Point placement listing:

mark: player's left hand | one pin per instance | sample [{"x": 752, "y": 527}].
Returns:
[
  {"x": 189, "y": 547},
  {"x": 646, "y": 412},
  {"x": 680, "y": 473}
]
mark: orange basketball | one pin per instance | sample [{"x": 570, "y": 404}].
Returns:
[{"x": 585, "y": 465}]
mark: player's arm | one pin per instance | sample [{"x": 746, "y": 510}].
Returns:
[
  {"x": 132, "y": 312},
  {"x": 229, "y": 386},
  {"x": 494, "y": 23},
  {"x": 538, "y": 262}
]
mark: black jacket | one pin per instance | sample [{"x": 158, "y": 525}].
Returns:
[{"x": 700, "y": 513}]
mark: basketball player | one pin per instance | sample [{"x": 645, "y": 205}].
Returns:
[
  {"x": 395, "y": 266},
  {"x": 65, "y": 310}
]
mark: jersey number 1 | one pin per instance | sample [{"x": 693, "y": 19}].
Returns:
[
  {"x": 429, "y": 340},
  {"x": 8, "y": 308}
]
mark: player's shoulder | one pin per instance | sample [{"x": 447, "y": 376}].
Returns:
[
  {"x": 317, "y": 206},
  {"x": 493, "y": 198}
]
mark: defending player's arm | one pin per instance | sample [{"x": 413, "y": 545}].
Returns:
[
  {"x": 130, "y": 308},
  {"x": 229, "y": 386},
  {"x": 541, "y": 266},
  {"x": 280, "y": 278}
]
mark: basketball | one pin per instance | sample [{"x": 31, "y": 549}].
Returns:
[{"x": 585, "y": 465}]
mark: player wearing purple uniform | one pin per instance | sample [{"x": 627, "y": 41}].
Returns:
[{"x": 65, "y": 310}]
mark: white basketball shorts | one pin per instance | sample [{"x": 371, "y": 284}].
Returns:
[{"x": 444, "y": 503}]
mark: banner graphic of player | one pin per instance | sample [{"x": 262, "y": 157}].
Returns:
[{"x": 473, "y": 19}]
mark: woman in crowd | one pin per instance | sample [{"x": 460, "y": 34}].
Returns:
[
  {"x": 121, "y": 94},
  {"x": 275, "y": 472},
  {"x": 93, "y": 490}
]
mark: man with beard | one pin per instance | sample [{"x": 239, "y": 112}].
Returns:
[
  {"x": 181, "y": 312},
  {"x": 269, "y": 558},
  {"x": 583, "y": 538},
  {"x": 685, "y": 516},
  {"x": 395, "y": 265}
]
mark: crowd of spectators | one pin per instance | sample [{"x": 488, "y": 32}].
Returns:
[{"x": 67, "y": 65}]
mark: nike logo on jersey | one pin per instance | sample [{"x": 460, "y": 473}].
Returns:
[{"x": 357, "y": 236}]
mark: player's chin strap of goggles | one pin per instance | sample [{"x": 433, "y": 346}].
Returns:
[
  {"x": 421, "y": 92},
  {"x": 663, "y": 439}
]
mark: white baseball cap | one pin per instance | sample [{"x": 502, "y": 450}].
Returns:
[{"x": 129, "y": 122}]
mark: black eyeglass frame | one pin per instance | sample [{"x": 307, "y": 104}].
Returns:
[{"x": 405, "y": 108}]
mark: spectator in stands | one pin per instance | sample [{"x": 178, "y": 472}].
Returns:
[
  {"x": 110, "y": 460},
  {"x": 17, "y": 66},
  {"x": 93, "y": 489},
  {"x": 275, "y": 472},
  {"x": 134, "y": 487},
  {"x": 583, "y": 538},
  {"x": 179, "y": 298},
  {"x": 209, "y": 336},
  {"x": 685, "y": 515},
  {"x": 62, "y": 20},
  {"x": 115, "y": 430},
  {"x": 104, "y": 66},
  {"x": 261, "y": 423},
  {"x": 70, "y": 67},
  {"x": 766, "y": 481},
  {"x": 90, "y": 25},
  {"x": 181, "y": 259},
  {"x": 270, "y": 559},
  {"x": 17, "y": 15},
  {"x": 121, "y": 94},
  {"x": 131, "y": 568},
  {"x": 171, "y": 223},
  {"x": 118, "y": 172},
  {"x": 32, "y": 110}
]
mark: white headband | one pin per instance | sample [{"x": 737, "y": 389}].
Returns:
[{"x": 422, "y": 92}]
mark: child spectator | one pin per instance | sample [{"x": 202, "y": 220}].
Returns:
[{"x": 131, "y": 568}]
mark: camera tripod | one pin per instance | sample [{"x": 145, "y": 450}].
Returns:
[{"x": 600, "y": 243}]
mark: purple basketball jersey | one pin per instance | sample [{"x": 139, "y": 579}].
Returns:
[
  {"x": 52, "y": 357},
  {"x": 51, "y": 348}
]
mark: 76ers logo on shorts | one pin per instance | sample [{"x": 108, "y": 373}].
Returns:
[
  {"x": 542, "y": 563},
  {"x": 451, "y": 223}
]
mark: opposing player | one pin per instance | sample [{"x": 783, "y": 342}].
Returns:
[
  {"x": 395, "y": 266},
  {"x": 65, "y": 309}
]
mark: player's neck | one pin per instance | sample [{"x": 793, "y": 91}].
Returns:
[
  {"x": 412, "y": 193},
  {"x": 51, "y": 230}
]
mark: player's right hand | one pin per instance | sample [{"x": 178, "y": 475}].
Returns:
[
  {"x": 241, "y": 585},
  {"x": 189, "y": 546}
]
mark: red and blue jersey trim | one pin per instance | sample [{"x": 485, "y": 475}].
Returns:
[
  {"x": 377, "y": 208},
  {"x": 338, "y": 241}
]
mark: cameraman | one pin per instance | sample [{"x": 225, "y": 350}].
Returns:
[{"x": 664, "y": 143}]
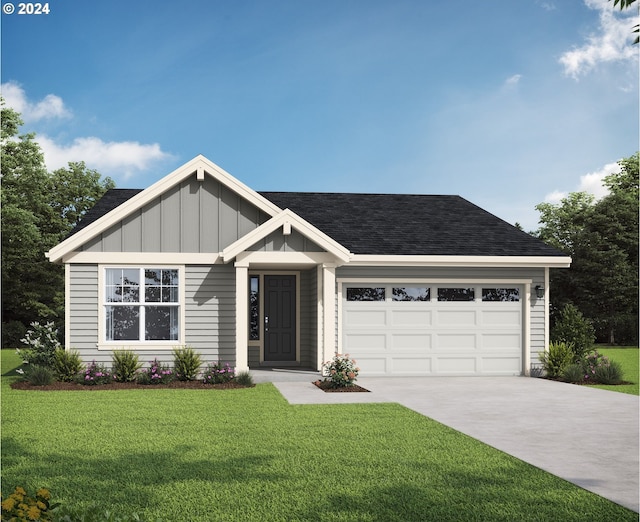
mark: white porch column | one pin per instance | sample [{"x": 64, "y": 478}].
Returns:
[
  {"x": 329, "y": 311},
  {"x": 242, "y": 316}
]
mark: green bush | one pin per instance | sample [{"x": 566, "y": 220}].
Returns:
[
  {"x": 573, "y": 328},
  {"x": 19, "y": 506},
  {"x": 556, "y": 359},
  {"x": 125, "y": 365},
  {"x": 157, "y": 373},
  {"x": 39, "y": 375},
  {"x": 573, "y": 373},
  {"x": 186, "y": 363},
  {"x": 341, "y": 371},
  {"x": 67, "y": 364},
  {"x": 610, "y": 373},
  {"x": 42, "y": 343},
  {"x": 217, "y": 373},
  {"x": 244, "y": 379},
  {"x": 95, "y": 373}
]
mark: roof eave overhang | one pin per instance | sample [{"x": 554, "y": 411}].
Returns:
[
  {"x": 198, "y": 166},
  {"x": 462, "y": 261},
  {"x": 287, "y": 219}
]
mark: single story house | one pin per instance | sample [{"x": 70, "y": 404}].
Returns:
[{"x": 406, "y": 284}]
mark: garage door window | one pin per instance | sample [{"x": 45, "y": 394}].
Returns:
[
  {"x": 365, "y": 294},
  {"x": 500, "y": 294},
  {"x": 456, "y": 294},
  {"x": 411, "y": 293}
]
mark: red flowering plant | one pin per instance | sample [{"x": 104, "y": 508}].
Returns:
[{"x": 341, "y": 371}]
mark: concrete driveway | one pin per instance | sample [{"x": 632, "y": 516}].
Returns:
[{"x": 584, "y": 435}]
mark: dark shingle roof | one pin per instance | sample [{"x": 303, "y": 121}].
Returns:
[
  {"x": 405, "y": 224},
  {"x": 389, "y": 224},
  {"x": 111, "y": 199}
]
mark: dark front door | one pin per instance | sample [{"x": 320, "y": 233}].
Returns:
[{"x": 280, "y": 318}]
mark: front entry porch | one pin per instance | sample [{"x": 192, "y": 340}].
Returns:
[{"x": 290, "y": 309}]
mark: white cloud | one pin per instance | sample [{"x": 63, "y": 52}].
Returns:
[
  {"x": 51, "y": 106},
  {"x": 590, "y": 183},
  {"x": 120, "y": 159},
  {"x": 611, "y": 43},
  {"x": 123, "y": 158}
]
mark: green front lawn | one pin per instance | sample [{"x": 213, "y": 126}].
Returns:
[
  {"x": 628, "y": 359},
  {"x": 248, "y": 455}
]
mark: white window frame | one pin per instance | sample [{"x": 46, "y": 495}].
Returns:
[{"x": 104, "y": 344}]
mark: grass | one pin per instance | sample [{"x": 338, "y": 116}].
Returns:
[
  {"x": 248, "y": 455},
  {"x": 627, "y": 357}
]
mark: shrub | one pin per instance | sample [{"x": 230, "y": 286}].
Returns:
[
  {"x": 39, "y": 375},
  {"x": 186, "y": 363},
  {"x": 22, "y": 507},
  {"x": 217, "y": 373},
  {"x": 94, "y": 374},
  {"x": 573, "y": 373},
  {"x": 125, "y": 365},
  {"x": 573, "y": 328},
  {"x": 42, "y": 343},
  {"x": 609, "y": 373},
  {"x": 244, "y": 379},
  {"x": 341, "y": 371},
  {"x": 157, "y": 373},
  {"x": 67, "y": 364},
  {"x": 556, "y": 359}
]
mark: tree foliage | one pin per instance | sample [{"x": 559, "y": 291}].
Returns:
[
  {"x": 602, "y": 239},
  {"x": 39, "y": 209},
  {"x": 625, "y": 4}
]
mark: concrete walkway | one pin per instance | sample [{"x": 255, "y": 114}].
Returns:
[{"x": 584, "y": 435}]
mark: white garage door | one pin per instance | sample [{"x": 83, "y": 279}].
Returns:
[{"x": 433, "y": 329}]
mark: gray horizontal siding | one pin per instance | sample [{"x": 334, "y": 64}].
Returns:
[{"x": 209, "y": 315}]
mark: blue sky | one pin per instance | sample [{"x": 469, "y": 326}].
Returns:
[{"x": 506, "y": 103}]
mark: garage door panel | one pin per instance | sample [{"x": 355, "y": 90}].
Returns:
[
  {"x": 431, "y": 337},
  {"x": 501, "y": 317},
  {"x": 410, "y": 342},
  {"x": 364, "y": 342},
  {"x": 366, "y": 317},
  {"x": 457, "y": 365},
  {"x": 457, "y": 317},
  {"x": 411, "y": 318},
  {"x": 411, "y": 365},
  {"x": 457, "y": 341}
]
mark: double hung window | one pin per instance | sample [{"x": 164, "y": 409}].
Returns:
[{"x": 142, "y": 304}]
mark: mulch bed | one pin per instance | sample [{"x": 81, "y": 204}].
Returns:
[
  {"x": 72, "y": 386},
  {"x": 326, "y": 386}
]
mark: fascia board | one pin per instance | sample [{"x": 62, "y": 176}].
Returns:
[
  {"x": 463, "y": 261},
  {"x": 299, "y": 224},
  {"x": 157, "y": 189}
]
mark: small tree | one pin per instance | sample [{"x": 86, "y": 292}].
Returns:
[
  {"x": 42, "y": 341},
  {"x": 574, "y": 329}
]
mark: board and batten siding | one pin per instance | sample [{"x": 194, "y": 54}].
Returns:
[
  {"x": 308, "y": 318},
  {"x": 194, "y": 216},
  {"x": 536, "y": 310},
  {"x": 209, "y": 314}
]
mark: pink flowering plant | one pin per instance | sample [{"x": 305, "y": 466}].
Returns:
[
  {"x": 217, "y": 373},
  {"x": 94, "y": 374},
  {"x": 341, "y": 371},
  {"x": 157, "y": 373}
]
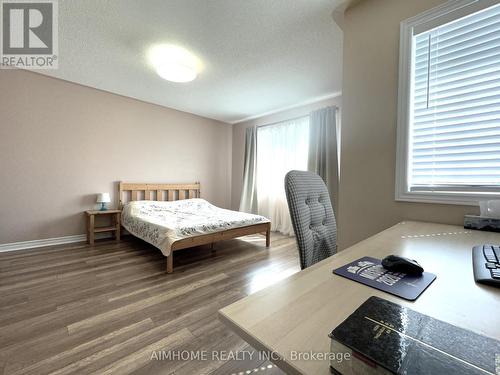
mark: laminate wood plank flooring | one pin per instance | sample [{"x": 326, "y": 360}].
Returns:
[{"x": 111, "y": 308}]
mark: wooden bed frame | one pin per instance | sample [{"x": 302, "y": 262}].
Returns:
[{"x": 172, "y": 192}]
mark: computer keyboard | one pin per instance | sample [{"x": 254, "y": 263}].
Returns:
[{"x": 486, "y": 262}]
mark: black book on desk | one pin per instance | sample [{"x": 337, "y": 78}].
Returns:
[{"x": 382, "y": 337}]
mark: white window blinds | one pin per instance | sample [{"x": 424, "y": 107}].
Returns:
[{"x": 454, "y": 137}]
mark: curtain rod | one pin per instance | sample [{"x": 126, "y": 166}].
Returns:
[
  {"x": 291, "y": 119},
  {"x": 279, "y": 122}
]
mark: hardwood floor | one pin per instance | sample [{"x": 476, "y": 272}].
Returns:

Description of the task: Print everything from the line containing "mark: white window blinds" down to the end of the listing, both ends included, with each line reproduced unchanged.

Complete answer:
mark: white window blinds | one pin per instance | sample [{"x": 424, "y": 107}].
Returns:
[{"x": 454, "y": 137}]
mark: curtain rod | one pin per instance | sample [{"x": 126, "y": 166}].
Returns:
[
  {"x": 291, "y": 119},
  {"x": 279, "y": 122}
]
mark: hardwood floor | one pin per instance | sample [{"x": 476, "y": 272}].
Returns:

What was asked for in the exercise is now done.